**Exercise goal:** Pick up the London mayoral question-time transcript on police trust below, continuing it from its final sentence.

**Text shown:**
Questions to the Mayor of London – answered at on 10 February 2022.
What progress has been made to improve the trust and confidence of Londoners in the police one year on from your action plan being published, and what challenges have you faced?
Keeping our city safe relies on strong relationships between the police and all of London’s communities. The key to improving trust is having a police service that better represents and understands Londoners. As a result of my Action Plan, we have provided £1.2 million to the police over three years to support the recruitment and progression of Black officers. We have also made £700,000 available for community‑led training so that officers can understand the local communities they are serving.
Claire Waxman OBE, London’s Victims’ Commissioner, has engaged directly with Black women survivors to ensure their experiences are better understood and this will inform my strategy for tackling violence against women and girls. Additionally, the police’s Public Attitude Survey has been extended to ensure the voices of London’s Black communities are better represented. Following a review of pre‑arrest handcuffing, the MPS has revised their policy to ensure officers are accountable for their use. Further, we are undertaking to strengthen London’s ability to hold the police to account, which is going to be really important if we are going to build confidence going forward, as is the review that Baroness Louise Casey is doing, which will be looking into culture and standards of behaviour within the police service.
Unmesh Desai AM: Along with London’s Black communities, many women in London are also understandably now less trusting of the police following Sarah Everard’s murder and a number of other scandals involving serving MPS officers. You already mentioned your Action Plan and the [Baroness Louise] Casey review into the MPS’s standards. Also, it is important to stress the findings of the Daniel Morgan inquiry, which found that the MPS is “institutionally corrupt”.
Most recently, following the truly shocking allegations that have emerged from the Stephen Port inquiry, you commissioned Her Majesty’s Inspectorate [of Constabulary and Fire & Rescue Services (HMICFRS)] to conduct an investigation of the MPS’s investigation standards. I want to very specifically ask you about this. Can you say that this inquiry will consider whether homophobia or other prejudices impact on the MPS’s investigations? Secondly, do you think any other work needs to go into reassuring London’s lesbian, gay, bisexual and transgender (LGBT+) community that they can trust the MPS to protect them, particularly given the rising levels of homophobic hate crime across the city?
Firstly, anybody who saw even part of the evidence that came out during those inquests will have been shocked at the number of mistakes made by the police service. They caused me huge concern. The fact that they were in 2014 and 2015 is irrelevant. We have to make sure that our LGBTQ+ community feels reassured that the police are there for them as well. That is why the work we are doing is so important, not simply to make sure that police have changed for the better but to reassure those communities who suffer in silence.

**Information provided:**
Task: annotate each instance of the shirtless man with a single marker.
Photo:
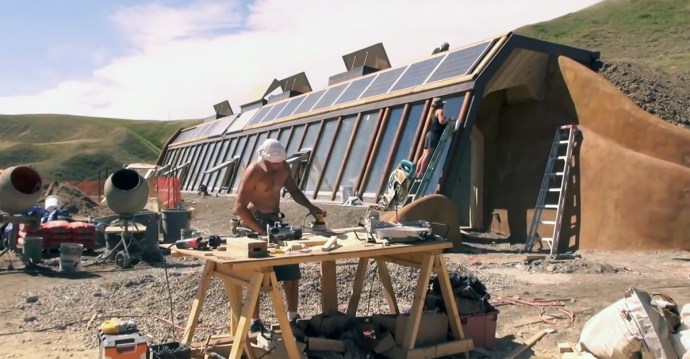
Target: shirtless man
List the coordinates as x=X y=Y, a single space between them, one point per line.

...

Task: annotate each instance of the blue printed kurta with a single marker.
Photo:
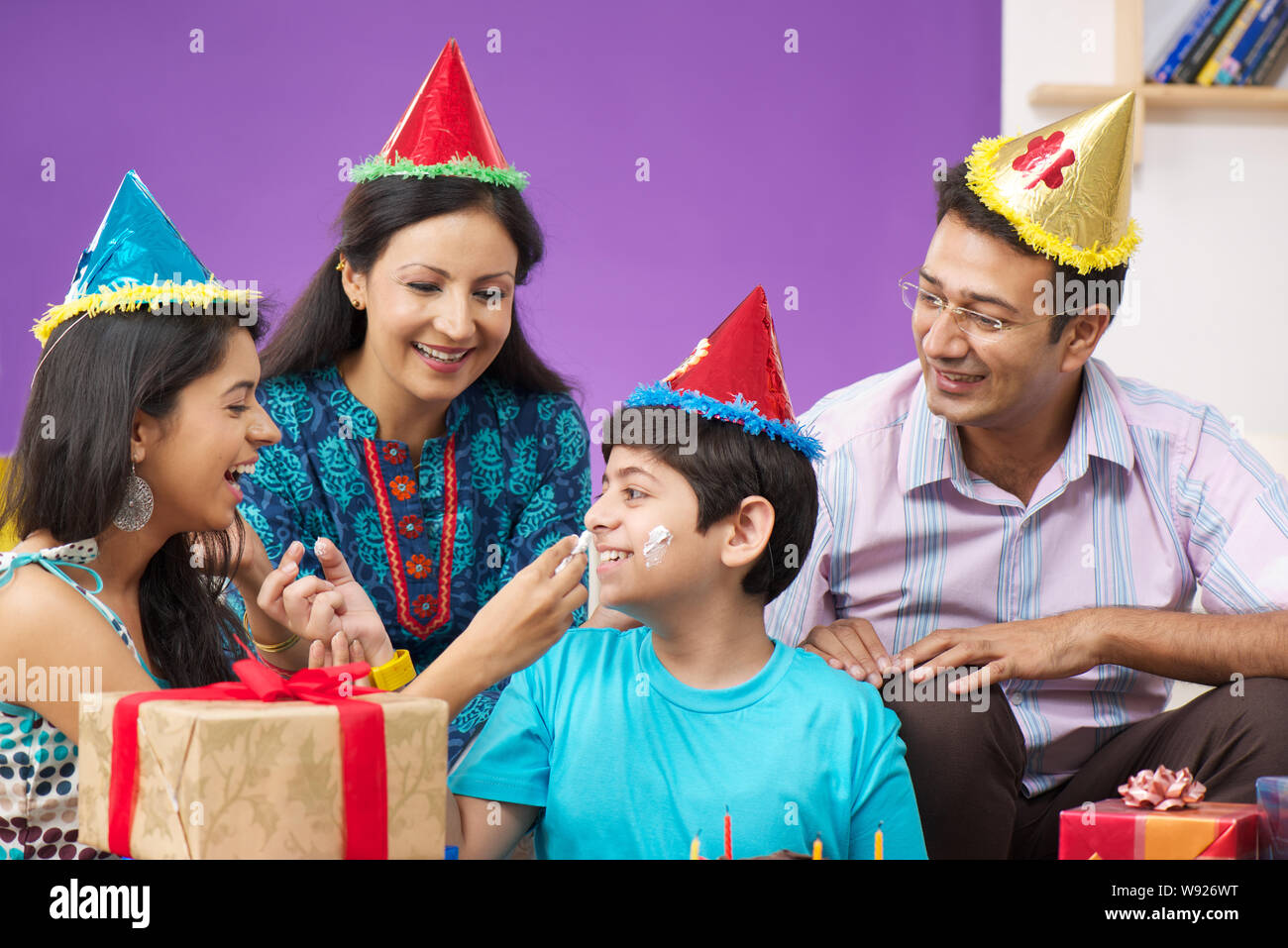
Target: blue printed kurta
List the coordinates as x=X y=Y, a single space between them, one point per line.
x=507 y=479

---

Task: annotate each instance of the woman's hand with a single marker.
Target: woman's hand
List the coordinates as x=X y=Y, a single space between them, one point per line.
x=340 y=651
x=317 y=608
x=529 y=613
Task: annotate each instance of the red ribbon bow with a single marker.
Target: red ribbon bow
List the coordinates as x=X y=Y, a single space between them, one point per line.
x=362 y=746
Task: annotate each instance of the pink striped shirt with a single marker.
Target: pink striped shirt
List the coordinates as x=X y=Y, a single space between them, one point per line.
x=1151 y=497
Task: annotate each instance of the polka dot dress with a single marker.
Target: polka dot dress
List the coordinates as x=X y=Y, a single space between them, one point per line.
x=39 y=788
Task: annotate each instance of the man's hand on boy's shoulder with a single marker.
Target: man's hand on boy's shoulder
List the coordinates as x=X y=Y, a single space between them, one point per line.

**Answer to the task:**
Louise Casey’s work is looking at the culture. That includes homophobia. The work HMICFRS are doing as well will see if there are still any concerns that we need to address. The Commissioner [of Police of the Metropolis] herself has personally reassured me that she takes this issue very seriously. It is important that we provide that reassurance based on the evidence. Not blind reassurance, but reassurance based upon the work that is taking place.
Thank you. You will be aware that Barking and Dagenham Council called for an inquiry into the Independent Office for Police Conduct (IOPC) and their investigation into some of the issues raised as well.
I just want to move on because of time. Mr Mayor, if the police are to strengthen their standards and integrity and the confidence the public have in them, the procedures of calling out bad behaviour internally must be strong and, more importantly, trusted by MPS officers. I have received information that shows an overall fall in the use of the MPS’s internal whistleblowing hotlines in recent years. Is this an issue that you are aware of and feel needs resolving?
One of the things that concerned me in relation to the behaviour of the serving police officer who abducted, raped, and killed Sarah Everard was the need for there to be a lot of ways to check the behaviour of police officers who may be misbehaving, in advance of the criminalities we are talking about in that particular case.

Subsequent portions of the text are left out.